→ Given request
Display every line in the listing below that contains the string "instance", treating uppercase and lowercase letters as different.

→ Records to process

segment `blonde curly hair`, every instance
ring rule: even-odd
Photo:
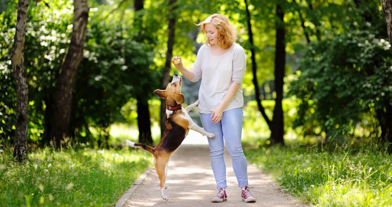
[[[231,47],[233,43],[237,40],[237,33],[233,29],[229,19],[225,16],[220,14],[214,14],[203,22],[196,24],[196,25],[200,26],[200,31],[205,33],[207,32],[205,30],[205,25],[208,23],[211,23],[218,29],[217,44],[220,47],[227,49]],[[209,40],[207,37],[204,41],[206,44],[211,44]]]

==

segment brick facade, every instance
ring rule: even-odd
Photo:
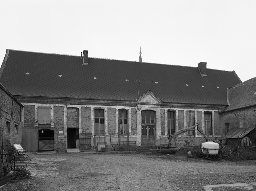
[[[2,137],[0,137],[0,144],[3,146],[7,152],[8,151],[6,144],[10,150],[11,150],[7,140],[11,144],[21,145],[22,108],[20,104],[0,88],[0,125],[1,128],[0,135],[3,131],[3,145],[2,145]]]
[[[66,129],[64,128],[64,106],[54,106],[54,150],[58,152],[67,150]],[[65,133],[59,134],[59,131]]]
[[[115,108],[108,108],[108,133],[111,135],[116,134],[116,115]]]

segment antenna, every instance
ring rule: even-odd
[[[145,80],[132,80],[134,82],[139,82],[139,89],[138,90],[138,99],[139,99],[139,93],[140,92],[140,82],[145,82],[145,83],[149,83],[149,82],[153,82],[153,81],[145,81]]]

→ Answer to this exercise
segment `blonde curly hair`, every instance
segment brick facade, every instance
segment antenna, every instance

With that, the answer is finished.